What the exercise asks
Can you extend the C3AI paper summary below, picking up right after its final sentence?

Excerpt to read
C3AI: Crafting and Evaluating Constitutions for Constitutional AI
Yara Kyrychenko, Ke Zhou, Edyta Bogucka, Daniele Quercia
TL;DR
The paper introduces the C3AI framework for crafting and evaluating CAI constitutions, detailing a two-part process: (i) assembling a principled constitution from a large item pool via item selection, transformation, and three principled selection approaches, and (ii) evaluating model adherence through principle-specific and use-specific tests. It demonstrates that positively framed, behavior-based principles align more closely with human preferences, and uses Exploratory Graph Analysis to identify six latent principle factors, enabling a compact, effective constitution that preserves general capabilities while improving safety in a case study. The framework supports automated or synthetic evaluation of principles, reducing reliance on extensive human preference data, and shows that ORPO-fine-tuning with a refined principle set can enhance safety without harming reasoning. The work also discusses limitations and broad applicability to governance and compliance tasks, offering open-source access for adaptation to diverse use cases.

(Stored data entries)
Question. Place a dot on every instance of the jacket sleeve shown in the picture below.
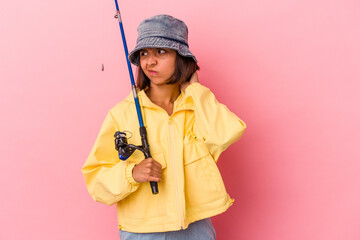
(108, 179)
(215, 123)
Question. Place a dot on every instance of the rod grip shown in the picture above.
(146, 147)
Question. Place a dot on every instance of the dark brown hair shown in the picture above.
(184, 68)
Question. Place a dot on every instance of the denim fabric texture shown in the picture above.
(162, 31)
(200, 230)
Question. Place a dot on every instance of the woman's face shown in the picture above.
(158, 64)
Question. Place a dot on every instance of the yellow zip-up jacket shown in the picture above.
(187, 144)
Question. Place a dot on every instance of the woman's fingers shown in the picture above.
(147, 170)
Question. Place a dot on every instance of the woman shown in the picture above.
(187, 131)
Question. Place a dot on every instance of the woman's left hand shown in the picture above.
(194, 78)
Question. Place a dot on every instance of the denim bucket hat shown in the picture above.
(162, 31)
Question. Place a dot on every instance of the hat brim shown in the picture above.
(159, 42)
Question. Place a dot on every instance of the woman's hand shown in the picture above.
(194, 78)
(147, 170)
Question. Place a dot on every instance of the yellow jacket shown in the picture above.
(187, 144)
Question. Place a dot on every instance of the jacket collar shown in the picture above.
(183, 102)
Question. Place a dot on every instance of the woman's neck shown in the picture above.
(164, 95)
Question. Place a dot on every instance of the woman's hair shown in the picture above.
(184, 68)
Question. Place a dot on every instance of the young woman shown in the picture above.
(187, 131)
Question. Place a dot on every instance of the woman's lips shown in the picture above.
(152, 72)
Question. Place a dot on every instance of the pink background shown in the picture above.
(289, 69)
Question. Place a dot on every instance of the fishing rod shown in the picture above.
(125, 149)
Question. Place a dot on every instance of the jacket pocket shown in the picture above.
(203, 182)
(142, 203)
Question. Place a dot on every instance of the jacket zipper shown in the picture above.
(177, 194)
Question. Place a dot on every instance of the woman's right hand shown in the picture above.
(147, 170)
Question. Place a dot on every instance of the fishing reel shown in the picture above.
(126, 150)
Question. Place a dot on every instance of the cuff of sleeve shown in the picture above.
(128, 174)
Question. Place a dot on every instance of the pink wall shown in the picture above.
(290, 69)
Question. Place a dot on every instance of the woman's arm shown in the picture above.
(218, 126)
(108, 179)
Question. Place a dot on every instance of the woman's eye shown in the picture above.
(161, 51)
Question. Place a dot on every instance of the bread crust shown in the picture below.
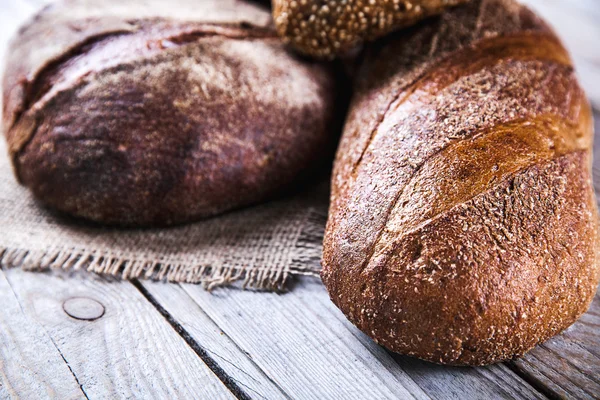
(325, 29)
(137, 114)
(463, 226)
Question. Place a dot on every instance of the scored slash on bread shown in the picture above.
(463, 226)
(326, 28)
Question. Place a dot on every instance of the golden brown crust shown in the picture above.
(127, 116)
(463, 224)
(324, 29)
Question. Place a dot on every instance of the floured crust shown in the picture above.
(463, 223)
(135, 114)
(325, 29)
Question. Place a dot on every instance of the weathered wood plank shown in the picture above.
(131, 351)
(213, 340)
(30, 364)
(308, 348)
(437, 381)
(569, 364)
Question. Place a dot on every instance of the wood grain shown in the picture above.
(306, 346)
(234, 362)
(31, 366)
(130, 352)
(295, 345)
(569, 364)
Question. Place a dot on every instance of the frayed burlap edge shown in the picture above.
(254, 277)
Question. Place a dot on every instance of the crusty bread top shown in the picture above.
(63, 30)
(414, 82)
(463, 226)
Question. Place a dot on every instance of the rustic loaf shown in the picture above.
(155, 113)
(463, 226)
(325, 29)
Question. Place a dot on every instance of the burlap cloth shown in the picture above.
(259, 247)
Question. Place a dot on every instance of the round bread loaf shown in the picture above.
(148, 113)
(463, 226)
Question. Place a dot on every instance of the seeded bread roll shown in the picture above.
(155, 113)
(463, 226)
(324, 29)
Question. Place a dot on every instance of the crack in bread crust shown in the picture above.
(465, 62)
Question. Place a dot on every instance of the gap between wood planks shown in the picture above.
(538, 386)
(227, 380)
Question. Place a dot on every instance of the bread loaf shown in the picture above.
(325, 29)
(155, 113)
(463, 226)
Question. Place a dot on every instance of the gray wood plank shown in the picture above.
(30, 364)
(306, 355)
(304, 344)
(214, 341)
(131, 351)
(569, 364)
(441, 382)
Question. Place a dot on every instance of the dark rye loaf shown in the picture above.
(463, 226)
(160, 112)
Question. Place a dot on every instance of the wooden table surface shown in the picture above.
(66, 337)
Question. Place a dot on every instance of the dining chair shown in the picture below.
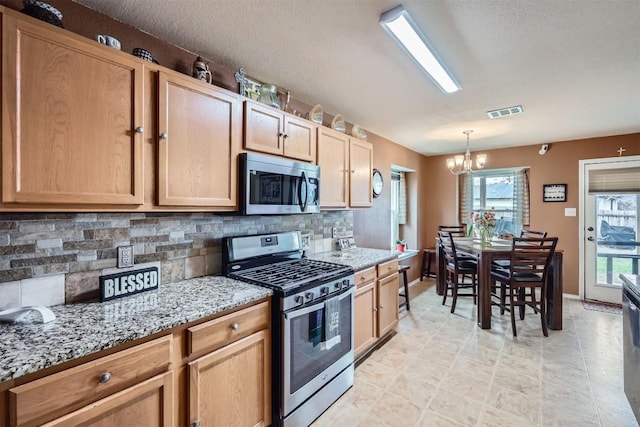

Response to the task
Abstract
Constitutional AI (CAI) guides LLM behavior using constitutions, but identifying which principles are most effective for model alignment remains an open challenge. We introduce the C3AI framework (\textit{Crafting Constitutions for CAI models}), which serves two key functions: (1) selecting and structuring principles to form effective constitutions before fine-tuning; and (2) evaluating whether fine-tuned CAI models follow these principles in practice. By analyzing principles from AI and psychology, we found that positively framed, behavior-based principles align more closely with human preferences than negatively framed or trait-based principles. In a safety alignment use case, we applied a graph-based principle selection method to refine an existing CAI constitution, improving safety measures while maintaining strong general reasoning capabilities. Interestingly, fine-tuned CAI models performed well on negatively framed principles but struggled with positively framed ones, in contrast to our human alignment results. This highlights a potential gap between principle design and model adherence. Overall, C3AI provides a structured and scalable approach to both crafting and evaluating CAI constitutions.